BRIEF 1 -> In the Medina de Rioseco trip report, where was the wood that the group carved harvested?
BRIEF 2 -> Condense the paragraph of the Medina de Rioseco trip report that begins "Moving along, we met" into a short bulleted list of its main facts.

SOURCE TEXT ->
Student News

Spain #4: Medina de Rioseco

Paulina Baltazar – March 12, 2019

Hayden Sawh ’22 reflects on lessons learned from her encounter with a local artisan and the mayor of Medina de Rioseco.

After the short drive from Simancas, where our accommodations are located, I was immediately thrown into my happy place when I saw various pastries in the bakery we visited. Antonio, the person who owns it, was kind enough to allow us to taste fresh handmade cookies. My favorite was the one that was dipped in chocolate imported directly from Africa. To emphasize how good the chocolate itself was, Kelly stated, “I just want to pour that chocolate in my pocket!”

Moving along, we met the most hilarious and kind hearted man who goes by the name of Ángel. He is a wood carver that predominantly focuses on religious figures that he creates for himself or that have been commissioned. We were able to try out our own wood carving skills by creating our own crests that were replicas of the family crest of Teresa of Avila. The process was difficult, but with patience we were able to chip through the wood (note: the wood we used was actually harvested from Oregon!).

Ángel explained that if he gave us a harder piece of wood it would have taken us a week to create the same exact crest. It’s interesting how some things seem so simple but are more complicated than we think. Ángel then proceeded to show us his own artwork, such as the one of Jesus, after his death, and a replica of Michelangelo’s David, for which he was criticized initially because the piece was not an original. However, after slicing it in half (vertically), he joked how everyone said it was now original, and allowed him to be recognized with multiple awards. Such is the life of an artist!

Just after noon, we ate lunch at Casa Manolo with the mayor of Medina de Rioseco, David Esteban, and talked to him about his passion to work on behalf of his people. We were able to visit the church of Santa María de Mediavilla where we were able have a discussion about the religious sculptures and iconography. We even had the rare chance of watching an antique pipe organ performance in the church.

To summarize our day, we all learned from Antonio, Ángel, and David to be passionate, to be patient, and to ensure that whatever it is that we choose to do, we do something that we genuinely love.

Stored dataset items
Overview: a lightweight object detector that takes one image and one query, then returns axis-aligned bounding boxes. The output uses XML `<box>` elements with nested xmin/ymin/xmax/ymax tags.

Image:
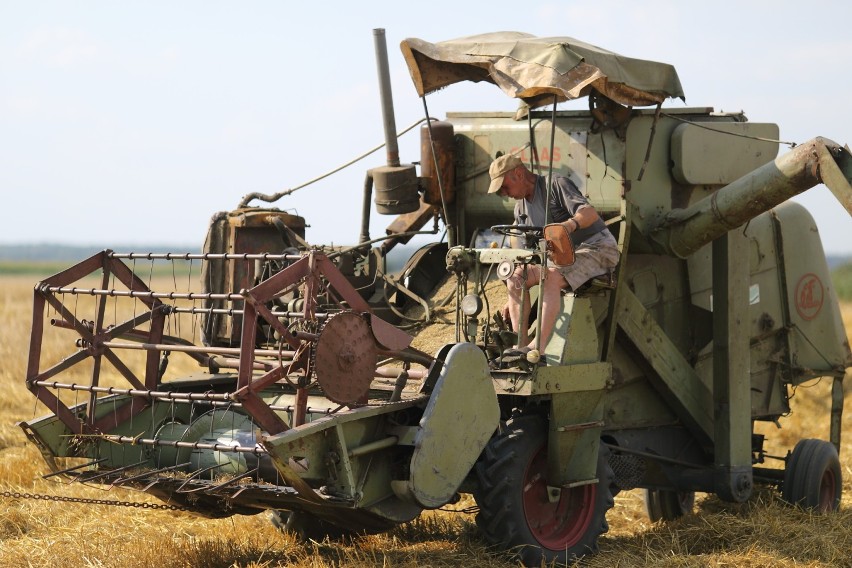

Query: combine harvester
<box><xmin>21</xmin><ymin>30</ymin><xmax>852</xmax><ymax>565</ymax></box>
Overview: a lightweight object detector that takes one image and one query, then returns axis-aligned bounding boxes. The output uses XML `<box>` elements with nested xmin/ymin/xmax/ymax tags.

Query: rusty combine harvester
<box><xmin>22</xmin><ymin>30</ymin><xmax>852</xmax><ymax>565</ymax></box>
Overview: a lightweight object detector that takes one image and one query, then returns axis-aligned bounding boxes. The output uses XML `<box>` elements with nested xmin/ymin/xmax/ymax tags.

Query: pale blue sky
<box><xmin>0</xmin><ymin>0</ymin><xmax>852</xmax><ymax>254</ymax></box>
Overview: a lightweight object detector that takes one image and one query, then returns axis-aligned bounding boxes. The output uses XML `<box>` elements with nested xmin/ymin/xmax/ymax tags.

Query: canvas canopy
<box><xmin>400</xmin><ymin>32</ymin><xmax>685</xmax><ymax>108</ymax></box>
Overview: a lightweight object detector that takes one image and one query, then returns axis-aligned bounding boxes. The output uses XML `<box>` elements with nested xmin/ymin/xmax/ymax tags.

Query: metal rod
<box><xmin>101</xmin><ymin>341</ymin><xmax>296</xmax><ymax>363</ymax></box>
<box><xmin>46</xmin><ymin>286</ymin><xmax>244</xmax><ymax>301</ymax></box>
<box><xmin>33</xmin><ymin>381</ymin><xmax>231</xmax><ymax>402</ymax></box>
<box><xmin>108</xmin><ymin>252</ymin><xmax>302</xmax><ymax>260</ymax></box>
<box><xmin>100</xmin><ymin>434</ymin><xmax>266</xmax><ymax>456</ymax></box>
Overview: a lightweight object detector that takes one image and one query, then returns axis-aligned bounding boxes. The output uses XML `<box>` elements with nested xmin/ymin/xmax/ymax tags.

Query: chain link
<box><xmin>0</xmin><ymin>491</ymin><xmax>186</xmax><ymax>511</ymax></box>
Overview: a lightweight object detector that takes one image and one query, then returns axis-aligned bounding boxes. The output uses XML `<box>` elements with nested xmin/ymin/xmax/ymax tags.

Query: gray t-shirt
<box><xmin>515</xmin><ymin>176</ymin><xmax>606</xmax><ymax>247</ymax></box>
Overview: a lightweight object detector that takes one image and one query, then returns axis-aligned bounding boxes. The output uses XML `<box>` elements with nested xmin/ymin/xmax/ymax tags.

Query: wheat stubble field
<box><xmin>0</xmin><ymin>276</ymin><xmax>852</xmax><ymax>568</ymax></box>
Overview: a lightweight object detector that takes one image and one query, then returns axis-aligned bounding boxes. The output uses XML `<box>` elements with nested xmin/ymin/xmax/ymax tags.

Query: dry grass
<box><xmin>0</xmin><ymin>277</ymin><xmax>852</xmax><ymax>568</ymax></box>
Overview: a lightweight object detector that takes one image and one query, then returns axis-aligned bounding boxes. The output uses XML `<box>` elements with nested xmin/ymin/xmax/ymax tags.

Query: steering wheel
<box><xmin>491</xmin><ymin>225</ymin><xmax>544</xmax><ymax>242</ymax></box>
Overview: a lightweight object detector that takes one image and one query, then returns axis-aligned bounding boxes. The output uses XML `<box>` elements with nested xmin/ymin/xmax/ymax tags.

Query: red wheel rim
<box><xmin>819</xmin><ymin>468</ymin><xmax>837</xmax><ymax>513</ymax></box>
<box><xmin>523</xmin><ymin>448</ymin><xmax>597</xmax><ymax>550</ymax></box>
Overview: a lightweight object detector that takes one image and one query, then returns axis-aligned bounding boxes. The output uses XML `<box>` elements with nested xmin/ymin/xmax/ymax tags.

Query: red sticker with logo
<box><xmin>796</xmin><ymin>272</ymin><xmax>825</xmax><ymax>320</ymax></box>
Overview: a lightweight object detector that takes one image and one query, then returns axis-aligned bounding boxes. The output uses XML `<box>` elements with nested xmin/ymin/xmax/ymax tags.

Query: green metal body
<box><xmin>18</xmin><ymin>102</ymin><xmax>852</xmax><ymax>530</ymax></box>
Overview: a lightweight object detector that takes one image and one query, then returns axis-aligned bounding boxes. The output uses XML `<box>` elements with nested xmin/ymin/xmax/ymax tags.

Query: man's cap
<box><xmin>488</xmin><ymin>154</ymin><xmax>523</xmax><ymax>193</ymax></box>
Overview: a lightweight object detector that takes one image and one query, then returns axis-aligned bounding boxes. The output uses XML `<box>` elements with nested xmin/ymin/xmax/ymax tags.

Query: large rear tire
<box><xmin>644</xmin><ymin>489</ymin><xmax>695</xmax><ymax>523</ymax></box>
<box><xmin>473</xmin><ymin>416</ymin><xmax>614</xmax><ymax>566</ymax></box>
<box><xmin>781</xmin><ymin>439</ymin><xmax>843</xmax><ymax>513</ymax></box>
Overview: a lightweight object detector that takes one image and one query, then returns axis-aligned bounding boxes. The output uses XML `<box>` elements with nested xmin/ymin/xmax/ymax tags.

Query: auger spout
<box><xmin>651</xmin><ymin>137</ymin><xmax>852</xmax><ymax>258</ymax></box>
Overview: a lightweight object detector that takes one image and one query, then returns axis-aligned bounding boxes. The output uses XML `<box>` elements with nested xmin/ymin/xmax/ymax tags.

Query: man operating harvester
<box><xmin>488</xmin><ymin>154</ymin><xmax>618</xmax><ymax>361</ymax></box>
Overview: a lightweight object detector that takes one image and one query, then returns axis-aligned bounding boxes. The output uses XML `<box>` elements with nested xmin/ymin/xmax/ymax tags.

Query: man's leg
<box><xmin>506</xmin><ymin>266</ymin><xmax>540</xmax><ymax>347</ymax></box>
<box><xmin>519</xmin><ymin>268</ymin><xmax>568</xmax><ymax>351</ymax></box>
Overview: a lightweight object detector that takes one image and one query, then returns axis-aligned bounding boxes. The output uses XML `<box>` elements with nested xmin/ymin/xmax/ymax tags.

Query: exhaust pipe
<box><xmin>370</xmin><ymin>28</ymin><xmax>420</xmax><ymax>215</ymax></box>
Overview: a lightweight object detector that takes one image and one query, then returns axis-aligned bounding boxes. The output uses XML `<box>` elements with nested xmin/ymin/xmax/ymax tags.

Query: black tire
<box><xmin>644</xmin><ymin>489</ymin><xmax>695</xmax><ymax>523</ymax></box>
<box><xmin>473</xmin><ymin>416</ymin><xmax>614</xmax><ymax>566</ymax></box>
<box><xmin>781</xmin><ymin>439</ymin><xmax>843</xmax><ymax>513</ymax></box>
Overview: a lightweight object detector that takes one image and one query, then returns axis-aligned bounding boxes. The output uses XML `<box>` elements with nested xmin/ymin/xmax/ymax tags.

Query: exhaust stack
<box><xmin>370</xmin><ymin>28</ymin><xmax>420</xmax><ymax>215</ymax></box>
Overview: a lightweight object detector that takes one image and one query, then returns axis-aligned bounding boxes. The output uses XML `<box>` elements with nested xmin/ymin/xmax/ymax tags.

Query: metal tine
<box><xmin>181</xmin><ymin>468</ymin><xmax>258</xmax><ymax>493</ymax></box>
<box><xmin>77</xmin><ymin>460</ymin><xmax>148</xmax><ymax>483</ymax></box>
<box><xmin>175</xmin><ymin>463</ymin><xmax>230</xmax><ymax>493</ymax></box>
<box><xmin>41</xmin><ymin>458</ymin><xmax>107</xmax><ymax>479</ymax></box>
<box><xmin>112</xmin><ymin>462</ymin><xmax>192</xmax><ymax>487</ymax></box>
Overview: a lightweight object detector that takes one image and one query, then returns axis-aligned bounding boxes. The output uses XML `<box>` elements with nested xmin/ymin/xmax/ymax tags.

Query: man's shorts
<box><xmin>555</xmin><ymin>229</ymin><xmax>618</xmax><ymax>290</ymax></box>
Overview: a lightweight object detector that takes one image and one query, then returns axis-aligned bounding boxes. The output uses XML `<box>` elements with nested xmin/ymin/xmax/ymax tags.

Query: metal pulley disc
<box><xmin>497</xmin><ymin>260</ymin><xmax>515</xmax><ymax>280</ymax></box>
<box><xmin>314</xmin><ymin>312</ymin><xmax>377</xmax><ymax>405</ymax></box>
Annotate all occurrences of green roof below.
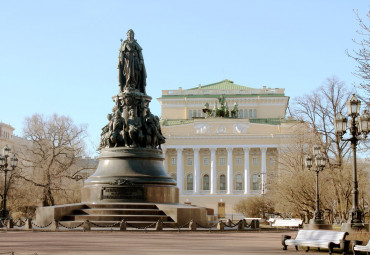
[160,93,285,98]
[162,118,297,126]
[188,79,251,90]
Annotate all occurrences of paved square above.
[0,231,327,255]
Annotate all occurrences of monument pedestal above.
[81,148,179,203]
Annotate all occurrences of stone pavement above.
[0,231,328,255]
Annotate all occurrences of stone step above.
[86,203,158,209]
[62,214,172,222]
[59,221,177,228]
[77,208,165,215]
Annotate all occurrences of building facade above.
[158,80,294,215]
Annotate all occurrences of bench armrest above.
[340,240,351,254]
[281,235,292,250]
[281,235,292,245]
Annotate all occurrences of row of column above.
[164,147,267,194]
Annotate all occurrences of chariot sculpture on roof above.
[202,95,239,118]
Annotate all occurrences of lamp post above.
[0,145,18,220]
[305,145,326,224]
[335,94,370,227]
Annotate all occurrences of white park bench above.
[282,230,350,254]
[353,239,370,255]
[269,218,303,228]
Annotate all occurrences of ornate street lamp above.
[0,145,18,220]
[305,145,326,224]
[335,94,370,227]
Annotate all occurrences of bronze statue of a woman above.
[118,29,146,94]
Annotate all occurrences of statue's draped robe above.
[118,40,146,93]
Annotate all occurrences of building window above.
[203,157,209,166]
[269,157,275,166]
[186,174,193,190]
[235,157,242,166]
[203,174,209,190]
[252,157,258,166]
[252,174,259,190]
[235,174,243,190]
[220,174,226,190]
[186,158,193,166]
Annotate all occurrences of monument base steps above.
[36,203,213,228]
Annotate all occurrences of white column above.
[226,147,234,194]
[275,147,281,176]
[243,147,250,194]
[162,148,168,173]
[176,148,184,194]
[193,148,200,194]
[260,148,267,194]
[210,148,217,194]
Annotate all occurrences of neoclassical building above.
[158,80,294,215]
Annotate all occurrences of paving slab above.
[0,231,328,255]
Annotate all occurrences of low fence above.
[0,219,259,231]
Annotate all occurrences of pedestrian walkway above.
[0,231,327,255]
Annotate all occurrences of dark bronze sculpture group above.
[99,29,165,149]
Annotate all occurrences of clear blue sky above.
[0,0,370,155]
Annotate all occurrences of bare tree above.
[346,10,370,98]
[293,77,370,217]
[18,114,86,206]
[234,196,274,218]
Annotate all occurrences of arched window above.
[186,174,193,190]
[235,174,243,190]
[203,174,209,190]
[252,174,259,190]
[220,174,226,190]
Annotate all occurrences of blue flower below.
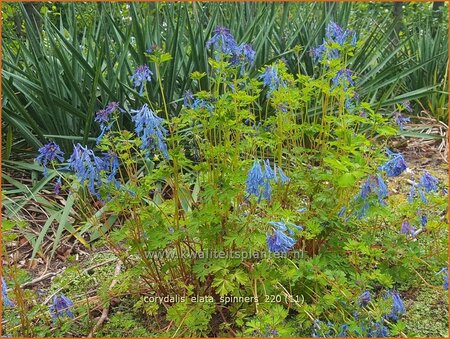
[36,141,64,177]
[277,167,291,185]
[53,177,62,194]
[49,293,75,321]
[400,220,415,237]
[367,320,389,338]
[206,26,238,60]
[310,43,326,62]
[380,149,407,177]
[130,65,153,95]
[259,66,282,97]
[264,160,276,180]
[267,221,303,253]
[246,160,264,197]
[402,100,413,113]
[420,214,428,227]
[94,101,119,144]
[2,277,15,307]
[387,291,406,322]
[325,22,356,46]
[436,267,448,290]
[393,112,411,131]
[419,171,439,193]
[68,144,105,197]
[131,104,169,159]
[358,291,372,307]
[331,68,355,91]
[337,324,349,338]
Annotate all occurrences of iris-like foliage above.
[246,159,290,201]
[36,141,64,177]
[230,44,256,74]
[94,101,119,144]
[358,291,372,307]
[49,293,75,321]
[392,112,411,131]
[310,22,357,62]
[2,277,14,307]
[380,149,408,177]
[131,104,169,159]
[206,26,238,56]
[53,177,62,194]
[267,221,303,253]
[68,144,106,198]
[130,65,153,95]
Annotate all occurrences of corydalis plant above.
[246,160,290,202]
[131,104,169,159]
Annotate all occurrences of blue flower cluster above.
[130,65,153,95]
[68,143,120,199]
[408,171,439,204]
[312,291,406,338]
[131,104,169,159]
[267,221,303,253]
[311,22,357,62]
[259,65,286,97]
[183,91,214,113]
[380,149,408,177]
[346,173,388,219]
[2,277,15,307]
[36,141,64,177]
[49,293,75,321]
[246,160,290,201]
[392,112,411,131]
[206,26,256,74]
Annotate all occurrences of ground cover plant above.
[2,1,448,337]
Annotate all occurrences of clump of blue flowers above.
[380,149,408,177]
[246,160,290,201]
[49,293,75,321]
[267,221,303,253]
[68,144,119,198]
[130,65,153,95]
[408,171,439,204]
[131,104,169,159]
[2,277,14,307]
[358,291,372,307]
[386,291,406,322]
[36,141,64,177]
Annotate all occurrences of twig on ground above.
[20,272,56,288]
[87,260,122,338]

WRITTEN RESPONSE 1 -> Oregon.

WRITTEN RESPONSE 2 ->
- The group met Ángel, a wood carver who mainly makes religious figures, for himself or on commission.
- They carved their own crests, replicas of the family crest of Teresa of Avila.
- The work was difficult but possible with patience.
- The wood they used was harvested from Oregon.